Tasks
1. Answer these questions using the Vivian Rich biography:
(a) At which school did Rich complete her education?
(b) In what year did Rich retire from films?
(c) According to the Who's Who in the Film World entry, at which theater was the revival of "Country Girl" playing?
2. Echo word for word the part of the Vivian Rich biography that opens with the words containing "Vivian Rich (May" and closes with "Santa Barbara, California.".

Vivian Rich (May 26, 1893 – November 17, 1957) was an American silent film actress.

Career
Rich was born in Philadelphia and spent her early years there. Later the family moved to Boston and she completed her education at the Boston Latin High School. From high school she went to the stage and played in musical comedy before joining the American film company. She lived with her mother in Santa Barbara, California.
 
She was signed by the Nestor Film Company in 1912 and starred in almost 200 films. Rich retired from films in 1931.

Who's Who in the Film World
 
Her entry in the 1914 book Who's Who in the Film World is as follows:

"Miss Vivian Rich, the talented young leading actress of Sidney Ayres Co., American Films, who has made such a wonderful success in such short a time, was born in Philadelphia. May 26. 1894. Her first appearance in the dramatic world was in the revival of the "Country Girl," then playing in Herald Square Theatre. New York; following this engagement she joined the Lux Company and came to the Pacific Coast. She left this company and joined the Nestor. This was her first appearance before the camera. After remaining with the Nestor for some time she attached herself to the fortunes of the American Film Company, and has been with them ever since. Both on the stage and with the silent drama Miss Vivian Rich has made a wonderful success in her calling, and her vivacious spirit, winsome manner and extreme beauty make her one of the most favorite leading actresses on the screen, Some of her most recent successes have been in "The Oath of Pierre," "The Lost Sermon," "Oil On Troubled Waters," "Truth in the Wilderness," etc. Address: American Film Company, Santa Barbara, Cal."

Recorded data
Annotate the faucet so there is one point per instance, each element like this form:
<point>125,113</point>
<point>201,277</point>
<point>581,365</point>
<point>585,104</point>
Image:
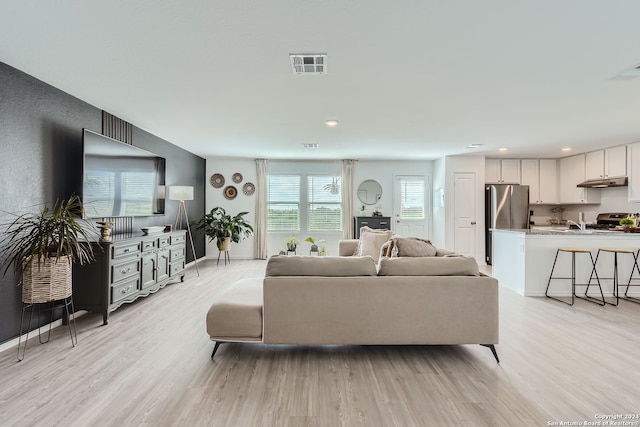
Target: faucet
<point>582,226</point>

--

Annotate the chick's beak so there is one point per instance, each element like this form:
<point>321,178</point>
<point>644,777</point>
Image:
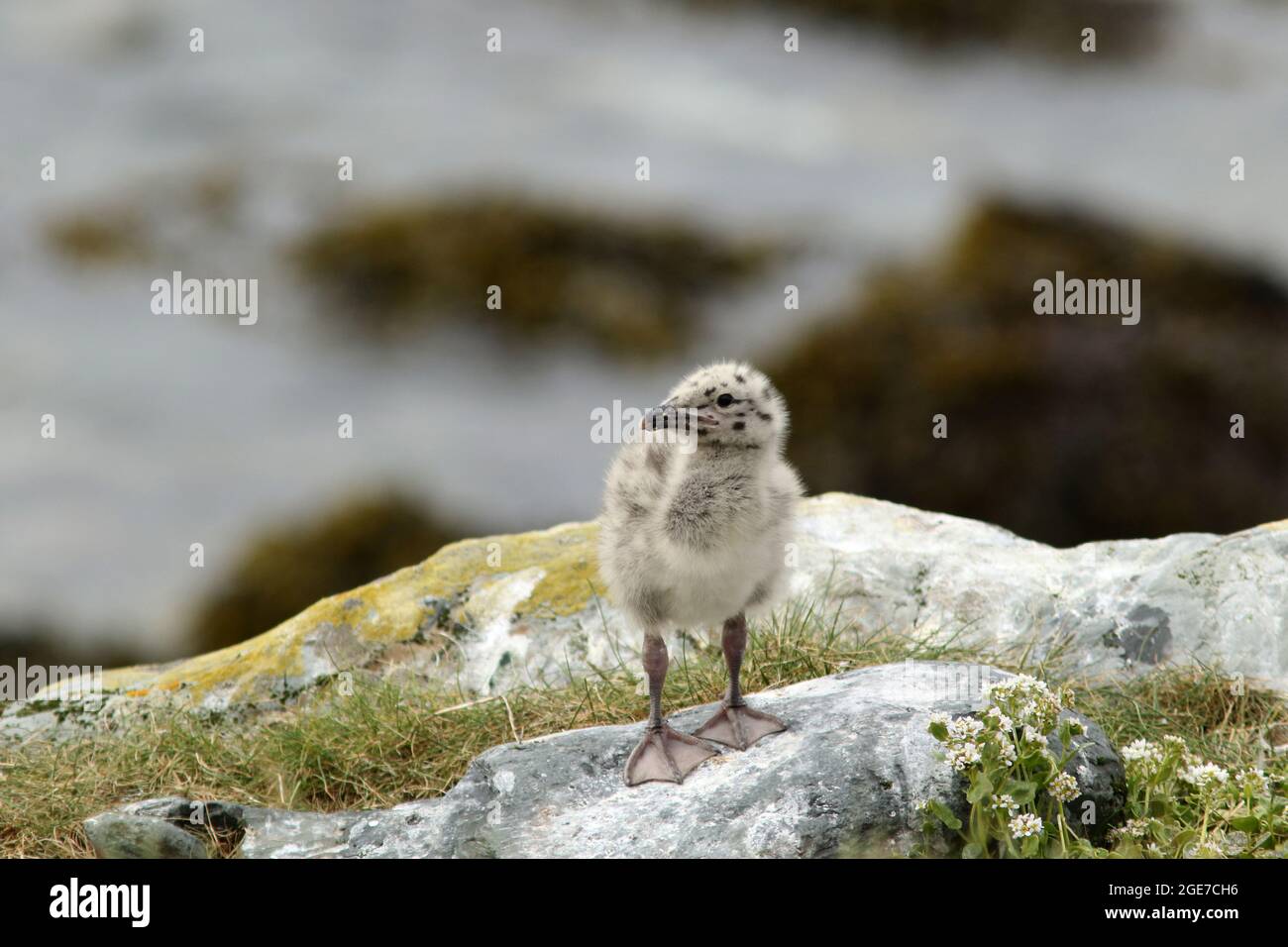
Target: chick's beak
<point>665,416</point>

Answers given
1.
(a) The Boston Latin High School.
(b) 1931.
(c) The Herald Square Theatre in New York.

2.
Vivian Rich (May 26, 1893 – November 17, 1957) was an American silent film actress.

Career
Rich was born in Philadelphia and spent her early years there. Later the family moved to Boston and she completed her education at the Boston Latin High School. From high school she went to the stage and played in musical comedy before joining the American film company. She lived with her mother in Santa Barbara, California.